** Given exercise **
Copy every record word for word.

** Given data **
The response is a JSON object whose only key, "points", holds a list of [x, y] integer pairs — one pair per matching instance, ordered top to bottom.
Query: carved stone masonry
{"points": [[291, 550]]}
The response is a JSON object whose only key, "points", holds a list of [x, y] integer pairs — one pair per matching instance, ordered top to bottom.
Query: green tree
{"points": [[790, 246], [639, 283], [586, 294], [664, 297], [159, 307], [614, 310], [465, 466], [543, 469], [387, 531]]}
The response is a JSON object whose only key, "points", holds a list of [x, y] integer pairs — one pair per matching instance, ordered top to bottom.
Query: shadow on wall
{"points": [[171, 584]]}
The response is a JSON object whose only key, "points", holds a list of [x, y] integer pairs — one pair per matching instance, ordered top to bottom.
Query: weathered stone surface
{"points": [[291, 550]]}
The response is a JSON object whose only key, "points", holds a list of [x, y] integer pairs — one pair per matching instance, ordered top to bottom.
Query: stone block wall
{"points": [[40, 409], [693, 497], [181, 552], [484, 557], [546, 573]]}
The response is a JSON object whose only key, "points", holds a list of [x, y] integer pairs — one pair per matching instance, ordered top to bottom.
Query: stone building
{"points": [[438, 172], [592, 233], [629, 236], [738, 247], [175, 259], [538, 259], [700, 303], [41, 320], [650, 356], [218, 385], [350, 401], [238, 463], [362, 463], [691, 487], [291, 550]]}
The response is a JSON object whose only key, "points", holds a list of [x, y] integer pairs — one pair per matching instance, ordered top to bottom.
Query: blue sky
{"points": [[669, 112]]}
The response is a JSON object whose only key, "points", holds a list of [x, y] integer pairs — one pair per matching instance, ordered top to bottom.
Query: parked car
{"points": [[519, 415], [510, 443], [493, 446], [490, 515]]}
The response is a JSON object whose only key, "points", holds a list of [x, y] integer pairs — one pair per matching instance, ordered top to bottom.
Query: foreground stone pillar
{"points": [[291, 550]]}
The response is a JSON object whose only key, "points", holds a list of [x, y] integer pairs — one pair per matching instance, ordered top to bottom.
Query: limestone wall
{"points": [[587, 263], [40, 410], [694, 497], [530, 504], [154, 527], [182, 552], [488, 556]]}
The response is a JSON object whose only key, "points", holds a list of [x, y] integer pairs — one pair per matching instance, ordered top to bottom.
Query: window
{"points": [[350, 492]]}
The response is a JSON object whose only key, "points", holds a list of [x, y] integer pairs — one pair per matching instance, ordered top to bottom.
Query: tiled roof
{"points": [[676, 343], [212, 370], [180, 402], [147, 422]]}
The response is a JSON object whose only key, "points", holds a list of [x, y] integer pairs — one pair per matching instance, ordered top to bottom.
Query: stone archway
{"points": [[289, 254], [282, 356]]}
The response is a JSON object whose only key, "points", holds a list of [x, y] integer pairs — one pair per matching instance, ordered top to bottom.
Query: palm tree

** Solution to this exercise **
The response is a JSON object whose only key, "points", holds a list of [x, y] integer pairs — one pair per matching instance, ordered top to bottom.
Query: carved stone masonry
{"points": [[291, 550]]}
The response is a JSON object whose only key, "points", holds a list of [x, y] integer pairs — one pair per matching instance, ordered top to bottom.
Query: green tree
{"points": [[790, 246], [639, 283], [586, 294], [664, 297], [159, 307], [614, 310], [465, 466], [543, 469], [387, 531]]}
The response is a JSON object whose only key, "points", holds a list of [x, y] integer pairs — one pair per matching instance, ordered top to bottom.
Query: shadow on wall
{"points": [[171, 584]]}
The response is a JSON object whose only key, "points", holds a list of [x, y] integer pairs — one pair per matching instance, ordered top to bottom.
Query: weathered stone surface
{"points": [[291, 550]]}
The response is a JSON object whose only key, "points", holds a list of [x, y] integer pairs — one pair per matching instance, ordered top to bottom.
Query: stone block wall
{"points": [[40, 409], [693, 497], [181, 552], [484, 557], [546, 573]]}
The response is a JSON object whose only key, "points", holds a list of [x, y] integer pairs — one pair per matching instance, ordered top to bottom.
Query: stone building
{"points": [[438, 172], [592, 233], [629, 236], [738, 247], [175, 259], [538, 259], [700, 303], [41, 320], [650, 356], [218, 385], [350, 401], [238, 463], [362, 463], [691, 487], [291, 550]]}
The response is a JSON object whose only key, "points", holds a list of [x, y] integer pairs — one pair per matching instance, ordered top to bottom.
Query: blue sky
{"points": [[669, 112]]}
The response is a JSON object whose only key, "points", holds a list of [x, y] integer pairs — one pair per matching instance, ordered top to bottom.
Query: parked car
{"points": [[519, 415], [510, 443], [493, 446], [490, 515]]}
The response is a JSON object whose only key, "points", holds a list of [x, y] integer pairs — one pair per matching instance, ordered top to bottom.
Query: foreground stone pillar
{"points": [[291, 550]]}
The response is a JSON object whose only key, "points", holds a list of [x, y] integer pairs — one pair per matching instance, ordered top to bottom.
Query: limestone wall
{"points": [[587, 263], [40, 410], [694, 497], [530, 504], [154, 527], [182, 552], [488, 556]]}
The response is a JSON object whose only key, "points", holds a list of [x, y] integer pairs — one pair per matching instance, ordered top to bottom.
Query: window
{"points": [[350, 492]]}
The response is a JSON object whose only key, "points", holds a list of [x, y] integer pairs — one pair per matching instance, ordered top to bottom.
Query: tiled roof
{"points": [[676, 343], [212, 370], [180, 402], [147, 422]]}
The response is a JSON object whose only key, "points", holds a list of [x, y] integer pairs — one pair per matching instance, ordered top to bottom.
Query: stone archway
{"points": [[289, 254], [282, 356]]}
The response is a JSON object whose only key, "points", holds a list of [x, y] integer pairs — one pair per matching instance, ordered top to bottom.
Query: palm tree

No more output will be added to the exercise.